* _Goal A_:
Pull out every line of the rows below that contains the string "text", and treat upper and lower case as different.

* _Extract_:
There is some jazz inspiration in there in the music as well, how can you not almost... we're not so concerned with nailing any particular sound but our own. I realise that's a great cliché but we're not afraid to mix whatever. People may be like (shocked voice) “jazz!? For a rock audience man, are you crazy?” It turns out you can do whatever the fuck you want if the ideas are coherent and you have a good sound. We played a lot for stoner rock audiences on the Brant Bjork tour here. Obviously by far the most people came to see Brant Bjork who has a heavier more bass-driven sound, I mean they're a killer band but very different sound from ours and it's.. if the song is good people will come around, that's our experience.

Do the three of you in the band share the same influences?


A lot of it we do because we grew up together, we go back a long time. Me and Emil, the guitarist and lead vocalist, we were in our first ever band together when we were like eleven and twelve, and we've played in various groups with other people as well more or less ever since. So the three of us in The Sonic Dawn are best friends so we share a lot of music and excitement of the stuff we come across. We have common ground when it comes to musical inspiration and then there's all the other stuff that goes into the music that isn't drawing on whatever you have in your record collection but whatever's on your mind. And there we're perhaps more different.

* _Goal B_:
Answer these questions about the interview:
(i) On whose tour did the band play for stoner rock audiences?
(ii) What does Emil do in the band?
(iii) How old were the speaker and Emil when they were in their first band together?

* _Coordinate annotation entries_:
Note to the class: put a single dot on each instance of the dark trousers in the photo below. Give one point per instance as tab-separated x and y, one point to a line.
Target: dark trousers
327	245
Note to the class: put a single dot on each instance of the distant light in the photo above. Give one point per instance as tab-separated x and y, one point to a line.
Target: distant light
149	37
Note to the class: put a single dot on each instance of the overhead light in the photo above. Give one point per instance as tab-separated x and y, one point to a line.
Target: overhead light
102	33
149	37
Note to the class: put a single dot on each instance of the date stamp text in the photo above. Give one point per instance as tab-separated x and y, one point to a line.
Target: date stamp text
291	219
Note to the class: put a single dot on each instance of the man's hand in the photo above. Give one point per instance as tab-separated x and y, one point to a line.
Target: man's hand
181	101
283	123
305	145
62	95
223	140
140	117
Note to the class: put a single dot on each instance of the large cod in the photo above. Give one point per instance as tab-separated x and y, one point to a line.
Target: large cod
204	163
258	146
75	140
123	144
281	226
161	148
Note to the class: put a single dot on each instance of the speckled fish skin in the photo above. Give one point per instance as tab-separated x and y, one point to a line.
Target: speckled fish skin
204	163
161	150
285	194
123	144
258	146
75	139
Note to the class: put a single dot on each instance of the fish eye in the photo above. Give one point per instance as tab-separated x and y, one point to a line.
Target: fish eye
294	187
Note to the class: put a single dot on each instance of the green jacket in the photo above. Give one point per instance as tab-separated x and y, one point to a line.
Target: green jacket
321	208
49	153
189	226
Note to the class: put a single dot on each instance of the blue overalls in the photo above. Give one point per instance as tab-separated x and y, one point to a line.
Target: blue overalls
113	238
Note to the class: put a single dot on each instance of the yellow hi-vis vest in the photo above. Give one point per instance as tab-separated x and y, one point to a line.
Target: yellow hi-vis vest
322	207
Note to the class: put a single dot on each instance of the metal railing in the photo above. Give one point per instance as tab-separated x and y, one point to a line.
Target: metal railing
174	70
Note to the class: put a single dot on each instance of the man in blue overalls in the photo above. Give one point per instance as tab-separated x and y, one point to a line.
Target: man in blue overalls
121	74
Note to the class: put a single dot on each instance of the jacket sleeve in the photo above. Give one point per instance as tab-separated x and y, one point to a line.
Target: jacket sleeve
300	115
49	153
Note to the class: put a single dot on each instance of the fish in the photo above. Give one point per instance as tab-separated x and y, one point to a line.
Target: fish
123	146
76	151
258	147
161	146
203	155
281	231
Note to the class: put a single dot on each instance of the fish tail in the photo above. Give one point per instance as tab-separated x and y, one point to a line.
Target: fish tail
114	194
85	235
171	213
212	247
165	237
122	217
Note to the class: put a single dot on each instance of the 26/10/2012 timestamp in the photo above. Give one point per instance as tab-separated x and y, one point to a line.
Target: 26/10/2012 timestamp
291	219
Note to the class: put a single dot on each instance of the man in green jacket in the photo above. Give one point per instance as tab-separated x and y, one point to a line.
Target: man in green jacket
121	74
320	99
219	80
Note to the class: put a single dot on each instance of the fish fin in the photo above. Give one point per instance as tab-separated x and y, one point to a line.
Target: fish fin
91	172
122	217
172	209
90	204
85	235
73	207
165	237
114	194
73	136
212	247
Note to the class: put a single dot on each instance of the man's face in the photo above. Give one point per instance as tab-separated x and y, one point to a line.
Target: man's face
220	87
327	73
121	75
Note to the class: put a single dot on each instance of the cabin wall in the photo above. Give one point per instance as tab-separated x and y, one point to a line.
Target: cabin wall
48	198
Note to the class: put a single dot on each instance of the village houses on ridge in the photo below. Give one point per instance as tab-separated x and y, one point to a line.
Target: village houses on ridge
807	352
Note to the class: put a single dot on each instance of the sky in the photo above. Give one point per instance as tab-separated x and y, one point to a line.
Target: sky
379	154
* * *
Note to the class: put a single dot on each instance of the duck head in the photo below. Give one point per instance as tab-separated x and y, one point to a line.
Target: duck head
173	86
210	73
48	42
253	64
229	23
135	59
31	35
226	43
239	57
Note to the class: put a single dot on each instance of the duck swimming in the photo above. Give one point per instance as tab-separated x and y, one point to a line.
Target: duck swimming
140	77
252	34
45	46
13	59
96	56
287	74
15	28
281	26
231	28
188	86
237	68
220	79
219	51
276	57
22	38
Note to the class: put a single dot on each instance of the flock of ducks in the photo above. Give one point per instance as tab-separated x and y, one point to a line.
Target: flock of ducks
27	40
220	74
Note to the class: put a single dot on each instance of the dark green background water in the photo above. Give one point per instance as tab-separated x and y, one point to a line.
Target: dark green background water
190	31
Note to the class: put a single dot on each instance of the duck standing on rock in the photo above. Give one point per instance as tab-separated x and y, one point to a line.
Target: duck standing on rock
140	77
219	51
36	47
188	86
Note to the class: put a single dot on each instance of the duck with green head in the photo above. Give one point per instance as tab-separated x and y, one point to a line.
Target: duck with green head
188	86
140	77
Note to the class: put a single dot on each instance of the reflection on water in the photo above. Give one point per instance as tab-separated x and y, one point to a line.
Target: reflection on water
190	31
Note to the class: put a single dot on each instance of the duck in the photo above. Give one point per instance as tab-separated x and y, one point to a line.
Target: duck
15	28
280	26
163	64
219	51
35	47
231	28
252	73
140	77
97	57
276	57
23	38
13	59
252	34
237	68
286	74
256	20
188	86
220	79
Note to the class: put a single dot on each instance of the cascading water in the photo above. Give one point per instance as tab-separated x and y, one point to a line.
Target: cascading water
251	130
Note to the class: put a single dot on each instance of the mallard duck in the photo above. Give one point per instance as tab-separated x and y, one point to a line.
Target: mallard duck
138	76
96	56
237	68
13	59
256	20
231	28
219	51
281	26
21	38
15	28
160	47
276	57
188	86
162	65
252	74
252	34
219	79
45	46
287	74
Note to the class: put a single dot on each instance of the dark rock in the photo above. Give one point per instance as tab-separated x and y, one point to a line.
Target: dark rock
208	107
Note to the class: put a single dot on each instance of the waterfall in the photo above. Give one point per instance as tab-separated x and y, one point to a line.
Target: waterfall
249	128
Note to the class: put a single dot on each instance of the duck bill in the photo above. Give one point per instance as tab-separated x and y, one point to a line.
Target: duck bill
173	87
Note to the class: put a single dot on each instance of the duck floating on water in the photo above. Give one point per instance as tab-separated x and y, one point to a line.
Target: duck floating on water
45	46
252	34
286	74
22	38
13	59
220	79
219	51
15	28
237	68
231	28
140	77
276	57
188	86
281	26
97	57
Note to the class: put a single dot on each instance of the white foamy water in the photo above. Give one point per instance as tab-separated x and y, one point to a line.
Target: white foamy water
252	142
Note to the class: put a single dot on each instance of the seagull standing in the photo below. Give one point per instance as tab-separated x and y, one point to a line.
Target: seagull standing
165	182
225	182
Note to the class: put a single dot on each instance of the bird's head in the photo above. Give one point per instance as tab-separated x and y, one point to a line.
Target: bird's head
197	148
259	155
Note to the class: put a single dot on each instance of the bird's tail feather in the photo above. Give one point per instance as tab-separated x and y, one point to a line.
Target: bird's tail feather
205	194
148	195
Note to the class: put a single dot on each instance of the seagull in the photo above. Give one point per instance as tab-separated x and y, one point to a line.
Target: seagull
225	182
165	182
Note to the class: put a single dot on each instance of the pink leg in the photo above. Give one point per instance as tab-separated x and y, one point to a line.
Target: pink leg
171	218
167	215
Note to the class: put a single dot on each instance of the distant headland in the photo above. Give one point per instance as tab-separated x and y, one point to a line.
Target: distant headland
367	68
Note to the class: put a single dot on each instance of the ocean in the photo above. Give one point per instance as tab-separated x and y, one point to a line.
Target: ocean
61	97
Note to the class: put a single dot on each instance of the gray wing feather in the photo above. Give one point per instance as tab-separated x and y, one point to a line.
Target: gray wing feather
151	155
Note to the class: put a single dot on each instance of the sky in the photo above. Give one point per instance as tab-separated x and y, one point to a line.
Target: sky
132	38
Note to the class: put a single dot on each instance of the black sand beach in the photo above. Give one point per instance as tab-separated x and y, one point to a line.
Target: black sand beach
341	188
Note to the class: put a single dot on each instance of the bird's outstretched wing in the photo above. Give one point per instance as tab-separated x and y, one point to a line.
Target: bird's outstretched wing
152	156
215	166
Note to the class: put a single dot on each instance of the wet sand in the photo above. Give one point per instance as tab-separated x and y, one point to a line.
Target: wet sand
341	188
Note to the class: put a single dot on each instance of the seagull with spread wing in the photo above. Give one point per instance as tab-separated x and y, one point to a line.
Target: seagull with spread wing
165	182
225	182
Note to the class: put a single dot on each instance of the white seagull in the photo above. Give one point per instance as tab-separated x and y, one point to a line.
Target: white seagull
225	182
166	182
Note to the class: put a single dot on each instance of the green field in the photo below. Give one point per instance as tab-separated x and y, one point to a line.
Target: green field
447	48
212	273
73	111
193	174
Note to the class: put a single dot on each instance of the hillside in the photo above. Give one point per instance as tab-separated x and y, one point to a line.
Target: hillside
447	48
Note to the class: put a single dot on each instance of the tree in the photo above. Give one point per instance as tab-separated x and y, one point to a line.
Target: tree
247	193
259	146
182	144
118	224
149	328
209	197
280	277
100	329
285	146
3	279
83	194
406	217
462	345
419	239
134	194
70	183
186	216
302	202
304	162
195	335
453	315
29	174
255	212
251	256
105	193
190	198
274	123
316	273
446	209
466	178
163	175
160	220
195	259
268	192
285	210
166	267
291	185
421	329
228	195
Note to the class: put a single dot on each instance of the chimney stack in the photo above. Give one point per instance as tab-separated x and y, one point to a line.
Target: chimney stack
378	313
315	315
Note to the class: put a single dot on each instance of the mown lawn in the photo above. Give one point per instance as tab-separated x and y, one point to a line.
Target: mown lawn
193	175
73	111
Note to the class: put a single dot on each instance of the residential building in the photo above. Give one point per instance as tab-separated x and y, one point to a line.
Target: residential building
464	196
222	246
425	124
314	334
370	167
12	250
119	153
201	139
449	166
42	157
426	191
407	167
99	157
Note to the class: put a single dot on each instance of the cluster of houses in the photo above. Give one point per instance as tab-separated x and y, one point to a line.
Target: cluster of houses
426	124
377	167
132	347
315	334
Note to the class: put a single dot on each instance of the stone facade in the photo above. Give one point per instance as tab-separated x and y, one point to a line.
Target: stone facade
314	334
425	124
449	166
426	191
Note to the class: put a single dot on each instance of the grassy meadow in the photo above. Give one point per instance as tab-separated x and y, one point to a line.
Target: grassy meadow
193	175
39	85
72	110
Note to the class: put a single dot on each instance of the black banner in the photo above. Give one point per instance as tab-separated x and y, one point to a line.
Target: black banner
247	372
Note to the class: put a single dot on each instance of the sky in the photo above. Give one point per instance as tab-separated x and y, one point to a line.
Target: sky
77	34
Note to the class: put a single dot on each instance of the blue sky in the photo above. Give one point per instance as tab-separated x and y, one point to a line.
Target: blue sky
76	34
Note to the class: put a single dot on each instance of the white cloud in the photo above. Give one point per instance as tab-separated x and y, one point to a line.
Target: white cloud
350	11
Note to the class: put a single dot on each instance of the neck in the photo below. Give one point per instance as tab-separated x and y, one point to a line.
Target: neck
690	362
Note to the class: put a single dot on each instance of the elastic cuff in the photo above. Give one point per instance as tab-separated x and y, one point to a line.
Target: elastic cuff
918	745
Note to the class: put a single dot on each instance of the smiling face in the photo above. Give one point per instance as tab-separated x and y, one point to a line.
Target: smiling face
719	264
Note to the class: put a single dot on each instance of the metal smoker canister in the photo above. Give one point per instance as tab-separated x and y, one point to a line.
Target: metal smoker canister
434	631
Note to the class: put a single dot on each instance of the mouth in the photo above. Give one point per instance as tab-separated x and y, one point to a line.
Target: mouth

* _Task result A_:
Note to the class: put a single dot on each instance of the date stamp text in the photo above. Give one point per instance as tab-separated x and y, one point to a line.
Target: date stamp text

* _Task result B_:
(i) Brant Bjork's tour.
(ii) He is the guitarist and lead vocalist.
(iii) They were about eleven and twelve.